**Exercise**
Report every line of the data below that contains the string "table", copying each such line in full. Treat case as significant.
▼
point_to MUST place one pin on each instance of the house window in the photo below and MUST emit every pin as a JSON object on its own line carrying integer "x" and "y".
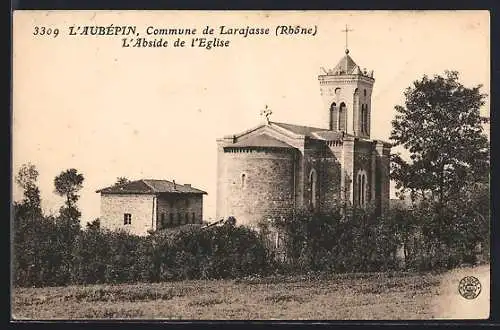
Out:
{"x": 362, "y": 188}
{"x": 342, "y": 117}
{"x": 313, "y": 178}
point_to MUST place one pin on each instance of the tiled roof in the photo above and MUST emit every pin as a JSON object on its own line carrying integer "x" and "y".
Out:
{"x": 329, "y": 135}
{"x": 301, "y": 130}
{"x": 150, "y": 186}
{"x": 262, "y": 140}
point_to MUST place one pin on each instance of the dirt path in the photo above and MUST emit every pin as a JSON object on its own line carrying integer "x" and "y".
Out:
{"x": 449, "y": 304}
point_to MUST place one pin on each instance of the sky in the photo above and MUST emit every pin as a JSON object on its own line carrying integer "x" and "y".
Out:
{"x": 86, "y": 102}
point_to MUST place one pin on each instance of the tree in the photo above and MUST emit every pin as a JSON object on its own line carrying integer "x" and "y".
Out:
{"x": 441, "y": 127}
{"x": 27, "y": 225}
{"x": 27, "y": 179}
{"x": 121, "y": 180}
{"x": 67, "y": 184}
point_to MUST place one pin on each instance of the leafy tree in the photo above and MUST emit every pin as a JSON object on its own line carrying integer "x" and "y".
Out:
{"x": 28, "y": 220}
{"x": 26, "y": 178}
{"x": 67, "y": 184}
{"x": 94, "y": 225}
{"x": 441, "y": 127}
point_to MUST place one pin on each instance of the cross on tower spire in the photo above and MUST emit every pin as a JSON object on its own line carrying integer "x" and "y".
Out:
{"x": 346, "y": 30}
{"x": 266, "y": 113}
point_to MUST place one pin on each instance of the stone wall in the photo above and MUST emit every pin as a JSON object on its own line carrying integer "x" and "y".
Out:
{"x": 363, "y": 162}
{"x": 141, "y": 208}
{"x": 256, "y": 183}
{"x": 326, "y": 163}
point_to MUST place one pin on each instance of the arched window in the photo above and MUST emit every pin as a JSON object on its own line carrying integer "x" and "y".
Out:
{"x": 243, "y": 180}
{"x": 342, "y": 117}
{"x": 365, "y": 120}
{"x": 333, "y": 115}
{"x": 362, "y": 188}
{"x": 313, "y": 182}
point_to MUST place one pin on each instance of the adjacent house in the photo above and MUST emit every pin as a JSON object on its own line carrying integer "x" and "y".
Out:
{"x": 143, "y": 205}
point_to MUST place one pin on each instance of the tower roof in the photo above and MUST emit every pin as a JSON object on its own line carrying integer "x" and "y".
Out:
{"x": 346, "y": 65}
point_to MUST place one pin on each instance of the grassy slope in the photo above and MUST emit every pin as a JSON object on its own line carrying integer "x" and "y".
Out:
{"x": 355, "y": 296}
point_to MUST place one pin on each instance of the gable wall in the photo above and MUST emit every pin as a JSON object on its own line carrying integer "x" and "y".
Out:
{"x": 114, "y": 206}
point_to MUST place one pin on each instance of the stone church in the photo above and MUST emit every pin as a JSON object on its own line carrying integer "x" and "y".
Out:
{"x": 273, "y": 168}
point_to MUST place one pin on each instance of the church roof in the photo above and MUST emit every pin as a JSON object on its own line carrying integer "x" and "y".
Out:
{"x": 330, "y": 135}
{"x": 298, "y": 129}
{"x": 262, "y": 140}
{"x": 150, "y": 186}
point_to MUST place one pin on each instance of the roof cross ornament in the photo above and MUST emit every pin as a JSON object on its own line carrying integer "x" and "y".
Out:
{"x": 266, "y": 113}
{"x": 346, "y": 30}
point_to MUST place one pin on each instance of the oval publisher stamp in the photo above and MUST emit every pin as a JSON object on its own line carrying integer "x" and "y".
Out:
{"x": 469, "y": 287}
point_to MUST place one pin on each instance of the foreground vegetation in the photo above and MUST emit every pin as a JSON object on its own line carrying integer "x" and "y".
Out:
{"x": 314, "y": 297}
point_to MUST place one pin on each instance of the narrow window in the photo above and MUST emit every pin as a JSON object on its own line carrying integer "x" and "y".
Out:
{"x": 333, "y": 115}
{"x": 127, "y": 219}
{"x": 342, "y": 117}
{"x": 243, "y": 180}
{"x": 361, "y": 188}
{"x": 313, "y": 186}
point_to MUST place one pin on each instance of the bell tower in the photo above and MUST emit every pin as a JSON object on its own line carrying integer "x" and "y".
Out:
{"x": 346, "y": 91}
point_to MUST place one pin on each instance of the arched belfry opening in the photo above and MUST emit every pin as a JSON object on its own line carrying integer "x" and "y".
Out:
{"x": 313, "y": 182}
{"x": 333, "y": 116}
{"x": 342, "y": 126}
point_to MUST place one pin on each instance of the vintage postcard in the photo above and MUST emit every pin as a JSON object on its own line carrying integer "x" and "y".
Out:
{"x": 250, "y": 165}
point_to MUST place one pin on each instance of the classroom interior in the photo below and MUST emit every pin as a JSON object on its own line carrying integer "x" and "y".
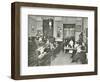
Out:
{"x": 57, "y": 40}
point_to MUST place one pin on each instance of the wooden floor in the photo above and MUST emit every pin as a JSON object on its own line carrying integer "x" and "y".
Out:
{"x": 62, "y": 59}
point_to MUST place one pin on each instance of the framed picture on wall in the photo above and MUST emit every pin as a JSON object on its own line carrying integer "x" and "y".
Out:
{"x": 52, "y": 40}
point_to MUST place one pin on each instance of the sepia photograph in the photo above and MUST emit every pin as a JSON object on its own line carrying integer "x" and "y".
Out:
{"x": 50, "y": 40}
{"x": 57, "y": 40}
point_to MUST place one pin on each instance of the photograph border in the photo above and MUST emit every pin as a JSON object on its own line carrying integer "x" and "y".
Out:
{"x": 15, "y": 39}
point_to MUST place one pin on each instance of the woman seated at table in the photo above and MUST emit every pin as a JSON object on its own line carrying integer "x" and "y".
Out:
{"x": 80, "y": 56}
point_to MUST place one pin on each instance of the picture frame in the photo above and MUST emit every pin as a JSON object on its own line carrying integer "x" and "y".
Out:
{"x": 21, "y": 14}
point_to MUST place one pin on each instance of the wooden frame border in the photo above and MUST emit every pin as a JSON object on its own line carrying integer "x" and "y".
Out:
{"x": 15, "y": 40}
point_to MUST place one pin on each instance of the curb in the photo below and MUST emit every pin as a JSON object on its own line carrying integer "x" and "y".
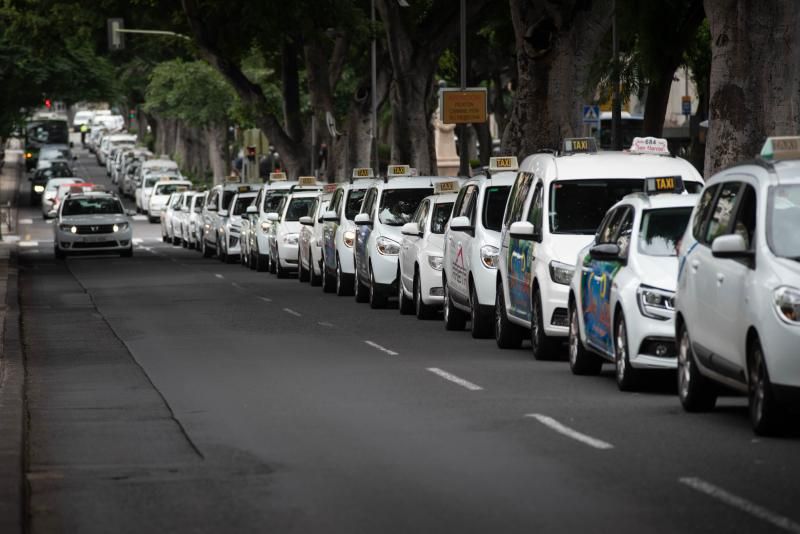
▲
**Result of the exercise**
point_to MUST place one pin on each instance of the woman seated at table in the photo above and MUST emit every pin as a JSON object on its own line carrying integer "x" and "y".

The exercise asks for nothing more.